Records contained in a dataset
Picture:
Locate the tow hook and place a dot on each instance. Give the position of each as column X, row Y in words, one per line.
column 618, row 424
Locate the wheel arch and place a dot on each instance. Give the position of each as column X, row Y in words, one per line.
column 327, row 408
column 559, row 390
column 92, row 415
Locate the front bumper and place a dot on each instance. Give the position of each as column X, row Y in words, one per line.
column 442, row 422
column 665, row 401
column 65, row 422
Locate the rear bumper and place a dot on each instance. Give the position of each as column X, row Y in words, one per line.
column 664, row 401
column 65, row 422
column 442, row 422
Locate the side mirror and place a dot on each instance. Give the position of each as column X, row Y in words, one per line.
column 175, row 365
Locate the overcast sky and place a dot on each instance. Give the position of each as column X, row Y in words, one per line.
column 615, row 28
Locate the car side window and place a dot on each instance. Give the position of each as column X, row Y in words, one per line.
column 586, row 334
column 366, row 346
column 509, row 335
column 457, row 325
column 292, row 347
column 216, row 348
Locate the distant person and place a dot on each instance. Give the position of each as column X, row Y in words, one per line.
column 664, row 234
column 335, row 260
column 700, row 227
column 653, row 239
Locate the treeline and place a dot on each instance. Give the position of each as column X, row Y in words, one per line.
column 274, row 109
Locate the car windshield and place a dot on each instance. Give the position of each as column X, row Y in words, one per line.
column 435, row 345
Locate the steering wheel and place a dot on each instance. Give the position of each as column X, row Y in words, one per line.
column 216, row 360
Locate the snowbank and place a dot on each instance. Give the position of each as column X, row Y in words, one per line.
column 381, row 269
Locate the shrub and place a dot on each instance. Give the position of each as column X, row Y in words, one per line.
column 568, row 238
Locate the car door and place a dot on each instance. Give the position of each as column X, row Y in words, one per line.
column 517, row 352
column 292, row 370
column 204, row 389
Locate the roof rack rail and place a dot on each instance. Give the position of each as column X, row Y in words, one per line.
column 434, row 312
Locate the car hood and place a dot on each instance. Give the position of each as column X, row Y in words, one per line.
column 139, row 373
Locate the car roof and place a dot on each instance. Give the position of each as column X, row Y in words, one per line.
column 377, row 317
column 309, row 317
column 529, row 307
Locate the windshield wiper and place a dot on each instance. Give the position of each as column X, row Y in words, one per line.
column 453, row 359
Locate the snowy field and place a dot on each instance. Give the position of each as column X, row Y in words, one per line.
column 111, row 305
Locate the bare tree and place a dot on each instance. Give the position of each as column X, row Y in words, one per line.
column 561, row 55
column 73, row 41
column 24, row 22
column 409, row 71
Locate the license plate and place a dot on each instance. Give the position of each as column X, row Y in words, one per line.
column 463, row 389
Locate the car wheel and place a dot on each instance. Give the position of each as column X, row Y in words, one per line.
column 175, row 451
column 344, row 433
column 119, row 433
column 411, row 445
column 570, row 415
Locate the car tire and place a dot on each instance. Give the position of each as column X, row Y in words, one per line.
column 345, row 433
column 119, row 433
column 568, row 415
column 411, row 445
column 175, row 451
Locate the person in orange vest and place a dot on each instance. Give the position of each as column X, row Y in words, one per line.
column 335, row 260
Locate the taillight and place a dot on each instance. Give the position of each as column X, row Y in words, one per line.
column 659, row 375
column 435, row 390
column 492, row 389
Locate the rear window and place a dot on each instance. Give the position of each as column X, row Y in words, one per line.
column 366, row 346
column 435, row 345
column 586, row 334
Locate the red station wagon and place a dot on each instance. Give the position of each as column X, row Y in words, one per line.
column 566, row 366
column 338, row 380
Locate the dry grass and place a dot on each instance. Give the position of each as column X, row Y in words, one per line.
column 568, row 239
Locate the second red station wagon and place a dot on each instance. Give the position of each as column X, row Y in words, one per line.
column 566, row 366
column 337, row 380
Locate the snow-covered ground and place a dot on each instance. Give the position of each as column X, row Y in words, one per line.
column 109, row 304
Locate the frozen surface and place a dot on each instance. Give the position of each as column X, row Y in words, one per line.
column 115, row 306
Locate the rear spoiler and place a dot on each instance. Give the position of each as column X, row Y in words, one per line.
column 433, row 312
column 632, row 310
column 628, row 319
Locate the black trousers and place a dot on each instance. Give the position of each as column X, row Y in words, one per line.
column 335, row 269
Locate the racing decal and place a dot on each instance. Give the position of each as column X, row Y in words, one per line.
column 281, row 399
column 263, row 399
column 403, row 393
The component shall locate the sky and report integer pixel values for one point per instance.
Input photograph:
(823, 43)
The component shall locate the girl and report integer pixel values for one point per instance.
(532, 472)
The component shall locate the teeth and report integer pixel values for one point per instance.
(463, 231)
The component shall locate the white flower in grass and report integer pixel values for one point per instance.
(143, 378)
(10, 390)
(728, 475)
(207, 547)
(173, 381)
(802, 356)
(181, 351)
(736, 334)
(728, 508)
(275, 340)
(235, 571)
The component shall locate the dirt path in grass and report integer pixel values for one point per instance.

• THE TASK: Output every record above exactly as it was given.

• TASK OUTPUT:
Picture:
Locate the tow hook and place a dot on each instance. Give the position of each as column X, row Y in words, one per line.
column 618, row 424
Locate the wheel arch and place a dot on each instance. Give the position of each as column X, row Y in words, one per line.
column 327, row 408
column 559, row 390
column 92, row 415
Locate the front bumper and place a dot on each instance. Give the position of each as column X, row Y in words, one per line.
column 442, row 422
column 665, row 401
column 65, row 422
Locate the rear bumper and place a dot on each instance. Give the position of each as column X, row Y in words, one per line.
column 664, row 401
column 65, row 422
column 442, row 422
Locate the side mirror and place a dot on each instance. Give the position of each as column X, row Y in words, one per line.
column 175, row 365
Locate the overcast sky and place a dot on each instance. Give the position of each as column X, row Y in words, one per line.
column 615, row 28
Locate the car side window and place a dot on each instance. Give the position of each as column X, row Y in words, one per line.
column 586, row 334
column 366, row 346
column 509, row 335
column 457, row 325
column 292, row 347
column 216, row 348
Locate the distant person and place a dot on each instance. Give the position of each as column X, row Y in words, one per line.
column 664, row 234
column 335, row 260
column 700, row 227
column 653, row 239
Locate the treeline and place a dot on each instance. Give the position of each as column X, row Y in words, one per line.
column 274, row 109
Locate the car windshield and place a dot on each instance. Give the position of each as column X, row Y in words, one per line.
column 435, row 345
Locate the steering wheel and place a dot on each instance. Give the position of each as column X, row Y in words, one per line.
column 216, row 360
Locate the snowbank and place a dot on each instance. Give the position of each as column X, row Y in words, one per line.
column 381, row 269
Locate the shrub and place a dot on each instance. Give the position of each as column X, row Y in words, one per line.
column 568, row 238
Locate the car door and place a dot on each instance. Give the position of each as column X, row Y in words, one per line.
column 517, row 352
column 292, row 370
column 204, row 389
Locate the roof rack rail and place a dot on each instance. Give the position of each as column X, row Y in words, one per line.
column 434, row 312
Locate the car hood and place a dot on each instance. Give the position of each as column X, row Y in words, one per line.
column 139, row 373
Locate the car roof and place a dot on each instance. Give the position of each as column X, row Y in words, one per line.
column 377, row 317
column 309, row 317
column 529, row 307
Locate the windshield wiper and place a dot on each instance. Give the position of each as column X, row Y in words, one per line.
column 453, row 359
Locate the snowy field and place a dot on each instance. Give the position of each as column X, row Y in words, one per line.
column 111, row 305
Locate the bare tree and place a dot on each instance. Give the position of each as column X, row Y in words, one per line.
column 561, row 55
column 73, row 41
column 24, row 22
column 409, row 71
Locate the license plate and place a dot on each instance. Give the position of each as column X, row Y in words, one per line.
column 463, row 389
Locate the car wheel and place a dot on each instance. Give the position of each as column X, row Y in words, one per line.
column 175, row 451
column 344, row 433
column 119, row 433
column 411, row 445
column 570, row 415
Locate the car tire and place a dot on each instance. Give the position of each as column X, row Y in words, one per line.
column 345, row 433
column 119, row 433
column 568, row 415
column 411, row 445
column 175, row 451
Locate the person in orange vest and place a dot on each instance. Give the position of each as column X, row Y in words, one per line.
column 335, row 260
Locate the taillight and place a dot on each instance. Give the position of each as column X, row Y in words, one per line.
column 659, row 375
column 435, row 390
column 492, row 389
Locate the rear window and place a dot on each instance. Give the position of each as column X, row Y in words, one per line.
column 366, row 346
column 435, row 345
column 586, row 334
Locate the red station wagon and place a dot on each instance. Give the position of each as column X, row Y in words, one per line.
column 566, row 366
column 338, row 380
Locate the dry grass and place a dot on each instance. Give the position of each as column X, row Y in words, one per line.
column 568, row 239
Locate the second red station wagon and place a dot on each instance. Give the position of each as column X, row Y in words, one per line.
column 566, row 366
column 337, row 380
Locate the snow-covered ground and place a dot on each instance. Give the position of each as column X, row Y in words, one per line.
column 109, row 304
Locate the frozen surface and place a dot on each instance. Give the position of each as column X, row Y in words, one per line.
column 115, row 306
Locate the rear spoiler and place a dot on each instance. Give the position of each as column X, row Y in words, one per line.
column 433, row 312
column 632, row 310
column 628, row 319
Locate the black trousers and place a dot on each instance. Give the position of each as column X, row Y in words, one per line.
column 335, row 269
Locate the racing decal and place a dot on each instance. Give the position of each as column X, row Y in words, one per line.
column 281, row 399
column 263, row 399
column 403, row 393
The component shall locate the sky and report integer pixel values for one point per instance.
Input photograph:
(823, 43)
The component shall locate the girl and report integer pixel values for one point per instance.
(532, 472)
The component shall locate the teeth and report integer pixel values for one point per instance.
(463, 231)
The component shall locate the white flower in grass and report integer pixel values for one point per instance.
(143, 378)
(10, 390)
(728, 475)
(207, 547)
(173, 381)
(802, 356)
(181, 351)
(736, 334)
(728, 508)
(275, 340)
(235, 571)
The component shall locate the dirt path in grass and report integer pixel values for one point per instance.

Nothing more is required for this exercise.